◆ **Records supplied**:
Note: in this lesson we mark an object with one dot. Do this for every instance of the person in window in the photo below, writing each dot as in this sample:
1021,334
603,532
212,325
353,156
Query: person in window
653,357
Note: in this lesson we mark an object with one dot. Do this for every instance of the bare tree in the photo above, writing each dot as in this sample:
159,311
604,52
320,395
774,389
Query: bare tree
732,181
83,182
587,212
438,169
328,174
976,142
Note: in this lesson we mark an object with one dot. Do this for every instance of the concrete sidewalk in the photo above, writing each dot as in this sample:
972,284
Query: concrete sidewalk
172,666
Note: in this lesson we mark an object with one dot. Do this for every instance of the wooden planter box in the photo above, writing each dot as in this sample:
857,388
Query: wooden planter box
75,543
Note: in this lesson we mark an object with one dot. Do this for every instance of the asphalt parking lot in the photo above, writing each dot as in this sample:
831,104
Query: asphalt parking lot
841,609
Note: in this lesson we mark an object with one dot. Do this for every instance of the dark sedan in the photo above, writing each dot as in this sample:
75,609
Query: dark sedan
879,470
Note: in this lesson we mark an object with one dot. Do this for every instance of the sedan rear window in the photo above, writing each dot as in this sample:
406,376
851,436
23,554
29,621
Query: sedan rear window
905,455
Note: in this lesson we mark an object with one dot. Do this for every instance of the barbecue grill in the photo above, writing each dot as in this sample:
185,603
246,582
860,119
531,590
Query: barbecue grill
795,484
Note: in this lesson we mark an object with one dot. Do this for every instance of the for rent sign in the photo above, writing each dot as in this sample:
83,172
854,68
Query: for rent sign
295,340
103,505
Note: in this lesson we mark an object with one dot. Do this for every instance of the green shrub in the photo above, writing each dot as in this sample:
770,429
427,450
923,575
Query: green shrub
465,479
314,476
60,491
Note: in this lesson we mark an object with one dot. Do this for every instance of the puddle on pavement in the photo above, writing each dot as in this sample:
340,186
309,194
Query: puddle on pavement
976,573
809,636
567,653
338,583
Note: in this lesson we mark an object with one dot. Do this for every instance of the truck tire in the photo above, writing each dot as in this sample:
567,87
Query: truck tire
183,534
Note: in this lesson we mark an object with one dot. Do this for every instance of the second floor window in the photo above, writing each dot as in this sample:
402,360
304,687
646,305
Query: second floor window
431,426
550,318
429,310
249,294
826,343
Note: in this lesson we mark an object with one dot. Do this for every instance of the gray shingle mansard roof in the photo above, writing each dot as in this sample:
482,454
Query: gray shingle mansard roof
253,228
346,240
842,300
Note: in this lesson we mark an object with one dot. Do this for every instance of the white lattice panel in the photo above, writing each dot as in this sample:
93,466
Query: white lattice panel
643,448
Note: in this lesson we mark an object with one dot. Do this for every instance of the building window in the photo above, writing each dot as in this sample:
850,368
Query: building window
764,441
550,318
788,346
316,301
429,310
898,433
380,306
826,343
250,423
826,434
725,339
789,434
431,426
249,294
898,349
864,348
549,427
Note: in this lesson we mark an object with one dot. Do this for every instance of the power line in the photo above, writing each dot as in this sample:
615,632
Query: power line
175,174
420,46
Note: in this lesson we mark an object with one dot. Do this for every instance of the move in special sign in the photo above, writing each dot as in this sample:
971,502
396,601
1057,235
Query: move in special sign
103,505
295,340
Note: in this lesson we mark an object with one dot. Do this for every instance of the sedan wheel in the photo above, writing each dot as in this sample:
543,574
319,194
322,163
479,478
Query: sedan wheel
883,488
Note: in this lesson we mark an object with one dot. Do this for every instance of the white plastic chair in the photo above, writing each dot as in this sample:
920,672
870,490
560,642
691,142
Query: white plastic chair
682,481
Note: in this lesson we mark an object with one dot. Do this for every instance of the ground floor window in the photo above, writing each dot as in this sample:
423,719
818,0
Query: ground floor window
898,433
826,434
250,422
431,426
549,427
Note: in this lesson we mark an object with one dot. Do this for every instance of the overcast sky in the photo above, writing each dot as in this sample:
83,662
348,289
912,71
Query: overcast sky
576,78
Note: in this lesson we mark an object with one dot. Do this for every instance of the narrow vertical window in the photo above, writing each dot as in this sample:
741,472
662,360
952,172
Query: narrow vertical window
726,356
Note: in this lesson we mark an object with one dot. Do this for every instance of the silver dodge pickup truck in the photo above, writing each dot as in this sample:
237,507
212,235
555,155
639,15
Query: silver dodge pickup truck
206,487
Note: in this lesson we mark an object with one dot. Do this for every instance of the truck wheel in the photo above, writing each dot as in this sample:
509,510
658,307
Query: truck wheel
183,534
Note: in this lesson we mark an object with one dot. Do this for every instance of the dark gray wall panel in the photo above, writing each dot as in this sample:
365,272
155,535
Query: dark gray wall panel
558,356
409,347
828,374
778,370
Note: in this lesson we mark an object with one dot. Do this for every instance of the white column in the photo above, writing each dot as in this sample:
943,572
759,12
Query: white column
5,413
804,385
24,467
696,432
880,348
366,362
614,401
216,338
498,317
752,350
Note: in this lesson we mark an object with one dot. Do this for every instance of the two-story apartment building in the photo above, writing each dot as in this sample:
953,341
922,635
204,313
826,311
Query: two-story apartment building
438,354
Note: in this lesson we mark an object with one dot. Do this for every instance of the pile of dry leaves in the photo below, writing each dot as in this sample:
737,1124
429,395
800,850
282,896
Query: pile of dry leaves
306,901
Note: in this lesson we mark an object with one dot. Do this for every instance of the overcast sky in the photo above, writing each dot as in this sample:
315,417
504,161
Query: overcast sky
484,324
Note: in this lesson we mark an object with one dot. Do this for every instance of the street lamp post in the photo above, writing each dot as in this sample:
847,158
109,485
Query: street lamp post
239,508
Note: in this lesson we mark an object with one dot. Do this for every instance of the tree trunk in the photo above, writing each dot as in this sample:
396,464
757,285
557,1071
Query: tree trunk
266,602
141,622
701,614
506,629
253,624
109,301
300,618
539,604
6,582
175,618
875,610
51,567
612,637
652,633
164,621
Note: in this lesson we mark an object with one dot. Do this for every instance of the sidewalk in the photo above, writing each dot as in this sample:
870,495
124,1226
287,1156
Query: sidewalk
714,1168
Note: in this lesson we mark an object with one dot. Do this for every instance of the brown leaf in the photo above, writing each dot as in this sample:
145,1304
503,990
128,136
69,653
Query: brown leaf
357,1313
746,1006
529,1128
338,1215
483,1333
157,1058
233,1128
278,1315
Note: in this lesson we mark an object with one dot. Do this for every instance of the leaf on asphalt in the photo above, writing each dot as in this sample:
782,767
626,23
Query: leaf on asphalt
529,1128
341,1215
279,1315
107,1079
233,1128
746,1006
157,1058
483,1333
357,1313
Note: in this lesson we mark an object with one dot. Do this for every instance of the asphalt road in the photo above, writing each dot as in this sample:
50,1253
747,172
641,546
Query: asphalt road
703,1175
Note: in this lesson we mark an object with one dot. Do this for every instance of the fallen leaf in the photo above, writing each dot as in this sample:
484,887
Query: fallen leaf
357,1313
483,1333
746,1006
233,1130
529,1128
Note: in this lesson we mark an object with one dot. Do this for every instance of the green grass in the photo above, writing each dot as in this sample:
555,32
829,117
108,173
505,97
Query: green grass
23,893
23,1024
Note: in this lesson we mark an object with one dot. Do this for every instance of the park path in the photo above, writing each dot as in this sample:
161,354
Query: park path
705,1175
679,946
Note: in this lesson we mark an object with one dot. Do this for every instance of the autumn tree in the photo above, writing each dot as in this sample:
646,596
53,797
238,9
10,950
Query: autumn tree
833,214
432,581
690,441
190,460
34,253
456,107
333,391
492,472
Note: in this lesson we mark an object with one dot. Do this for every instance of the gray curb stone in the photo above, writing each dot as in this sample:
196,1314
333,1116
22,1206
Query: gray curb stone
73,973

◆ **Exercise**: All of the records need to be returned exactly as they are.

◆ **Written answer**:
Note: in this lesson we mark an object with one dot. Do this for every instance of the person in window in the photo below, writing each dot as in this sample:
1021,334
603,532
212,325
353,156
Query: person in window
653,357
Note: in this lesson we mark an object with one dot. Do this for every instance of the bare tree in the photo above, writing each dot as in this sample:
159,311
604,52
320,395
774,389
Query: bare tree
732,181
83,182
587,212
438,169
328,174
976,142
Note: in this lesson we mark an object with one dot. Do this for every instance of the concrete sidewalk in the photo above, writing each dot as in this sample:
972,284
Query: concrete sidewalk
172,666
Note: in this lesson we mark an object with one dot. Do this for every instance of the wooden planter box in the photo above, writing each dot as in this sample:
857,388
Query: wooden planter box
75,543
Note: in this lesson we mark an object with one dot. Do this for every instance of the asphalt parking lot in the photo above, writing each dot as in this sample:
831,104
Query: asphalt parking lot
841,609
Note: in this lesson we mark an object with one dot. Do this for every instance of the dark sedan in the photo above, writing each dot as in this sample:
75,609
Query: dark sedan
879,470
Note: in this lesson we mark an object with one dot. Do this for every instance of the sedan rear window in the photo above, writing each dot as in this sample:
406,376
851,436
23,554
29,621
Query: sedan rear window
905,455
Note: in this lesson we mark an object with one dot. Do this for every instance of the barbecue grill in the photo above, writing each dot as in this sample:
185,603
246,582
860,119
531,590
Query: barbecue grill
795,484
Note: in this lesson we mark an object with one dot. Do this for every instance of the for rent sign in the photo above, writing each dot as in this sample:
83,172
854,68
Query: for rent sign
295,340
103,505
Note: in this lesson we mark an object with one dot. Do this for every instance of the green shrub in the photo above, writing each dot as in this sample:
770,429
427,450
923,575
Query: green shrub
465,479
314,476
60,491
Note: in this lesson we mark an object with one dot. Do this for every instance of the puddle on pavement in the photo above, writing each dot as in this sample:
340,186
309,194
Query: puddle on pavement
976,573
809,636
567,653
338,583
Note: in this lesson we mark an object with one dot. Do this for every instance of the truck tire in the photo above, writing each dot as in this sample:
567,87
Query: truck tire
183,534
Note: in this lesson we mark an object with one dot. Do this for every instance of the second floor window in the photo above, writing each dot as in this sample:
402,360
304,687
646,305
Query: second floor window
431,426
550,318
429,310
249,294
826,343
Note: in this lesson we mark an object with one dot. Do this for every instance of the gray shingle mansard roof in the photo above, writing each dot as in this sample:
482,454
Query: gray shingle mansard roof
253,228
346,240
842,300
Note: in this lesson we mark an object with one dot. Do this for every instance of the white lattice panel in the photo above, writing each dot as in this sample:
93,466
Query: white lattice panel
643,448
Note: in this lesson we mark an object with one dot. Do this for every instance of the building window in the photo above, writing each dot as in this sample:
850,368
Query: building window
764,441
550,318
788,346
316,301
429,310
898,433
380,306
826,343
250,423
826,434
725,339
789,434
431,426
249,294
898,349
864,348
549,427
Note: in this lesson we mark an object with one dot. Do this for every instance of the power line in the photo above, writing each dot as in this sample:
615,632
Query: power line
175,174
420,46
Note: in this lesson we mark an object with one dot. Do this for every instance of the move in special sign in the photo above, writing each dot as in this sample:
971,502
396,601
1057,235
Query: move in special sign
103,505
295,340
Note: in this lesson we mark an object with one dot. Do this for every instance of the sedan wheel in the photo above, writing each dot as in this sample:
543,574
319,194
322,163
479,478
Query: sedan wheel
883,488
Note: in this lesson we mark an object with one dot. Do this for every instance of the white plastic chair in the photo above, writing each dot as in this sample:
920,672
870,490
560,642
691,142
Query: white plastic chair
682,481
Note: in this lesson we mark an object with one dot. Do this for every instance of the ground floor window in the photo above, writing each dot as in this sample:
423,719
818,0
Query: ground floor window
898,433
826,434
250,422
431,426
549,427
Note: in this lesson we mark an object with one dot. Do this for every instance of the overcast sky in the photo above, writing each dot as in this sample:
83,662
348,289
912,71
Query: overcast sky
576,78
Note: in this lesson we mark an object with one dot. Do this for every instance of the narrow vertical window in the photo above, writing each dot as in this sample:
741,472
662,360
952,172
Query: narrow vertical window
726,356
Note: in this lesson we mark an object with one dot. Do this for every instance of the silver dodge pickup truck in the photo above, writing each dot as in this sample:
237,507
212,235
555,155
639,15
Query: silver dodge pickup truck
206,487
Note: in this lesson we mark an object with one dot. Do this for every instance of the truck wheel in the photo above, writing each dot as in this sample:
509,510
658,307
Query: truck wheel
183,534
Note: in this lesson we mark an object with one dot. Do this for every instance of the dark gray wall panel in the photo above, writing each dot as in this sample:
365,272
155,535
Query: dark gray wall panel
558,356
409,347
828,374
778,370
Note: in this lesson we mark an object with one dot. Do this for every instance of the white column in the photo above, writing each dot as in this sample:
943,572
759,12
Query: white column
5,413
804,385
24,467
696,432
880,348
366,362
614,401
216,338
498,317
752,350
Note: in this lesson we mark an object with one dot. Do this for every instance of the two-story apartment building in the photo above, writing each dot as in this sample:
953,341
922,635
204,313
826,311
Query: two-story apartment building
438,354
Note: in this lesson we mark an object with one dot. Do this for every instance of the pile of dry leaves in the photo below, writing each dot as in this sample:
737,1124
429,395
800,850
282,896
Query: pile of dry leaves
306,901
Note: in this lesson we mark an object with one dot. Do this for every instance of the overcast sky in the photo above, writing each dot as in this sample:
315,417
504,161
Query: overcast sky
484,324
Note: in this lesson we mark an object with one dot. Do this for every instance of the street lamp post in the photo above, writing each dot as in this sample:
847,158
109,485
Query: street lamp post
239,508
Note: in this lesson we mark an object with one dot. Do this for every instance of the tree trunk in the photo above, writing each dot as in this sample:
396,464
757,285
557,1071
Query: tree trunk
266,602
141,622
701,614
506,629
253,624
109,301
300,618
539,604
6,582
175,618
875,610
51,567
612,637
652,633
164,621
Note: in this lesson we mark an object with one dot. Do this for every instance of the sidewalk in the photo above, writing each dot as in this sample:
870,495
124,1226
287,1156
Query: sidewalk
714,1168
Note: in this lesson we mark an object with one dot. Do this for every instance of the brown leaf in the photo above, writing each dot as in this sample:
145,1304
503,990
128,136
69,653
Query: brown leaf
357,1313
746,1006
529,1128
338,1215
483,1333
157,1058
233,1128
278,1315
Note: in this lesson we mark an object with one dot. Do this for every instance of the leaf on asphalt in the photo above, writing each dot as in this sample:
782,767
626,23
Query: leaf on asphalt
529,1128
341,1215
279,1315
107,1079
233,1128
746,1006
157,1058
483,1333
357,1313
Note: in this lesson we mark an object with one dot. Do this for every instance of the asphalt road in the photo above, writing each dot as in this sample:
50,1253
747,172
641,546
Query: asphalt road
703,1175
Note: in this lesson we mark an object with one dot. Do this for every instance of the fallen leaf in the photo above, writing each dot as in this sample:
484,887
Query: fallen leaf
357,1313
483,1333
746,1006
233,1130
529,1128
Note: in this lesson we mark an object with one dot. Do this for every instance of the green grass in the photo above, writing each dot as in this sample:
555,32
829,117
108,173
505,97
Query: green grass
23,893
23,1024
Note: in this lesson we mark an object with one dot. Do this for every instance of the park path in the photo above, writing each dot as in this sample:
161,354
Query: park path
705,1175
679,946
Note: in this lesson we mark an object with one dot. Do this for every instance of the autumn tree in the photo above, writing each dot as in this sample:
646,596
53,797
238,9
10,950
Query: autumn tree
833,214
432,581
690,441
190,460
34,253
456,107
333,391
492,472
Note: in this lesson we mark an object with one dot. Do this for every instance of the gray curb stone in the photo above, writing each dot as in this sample:
196,1314
333,1116
22,1206
Query: gray curb stone
73,973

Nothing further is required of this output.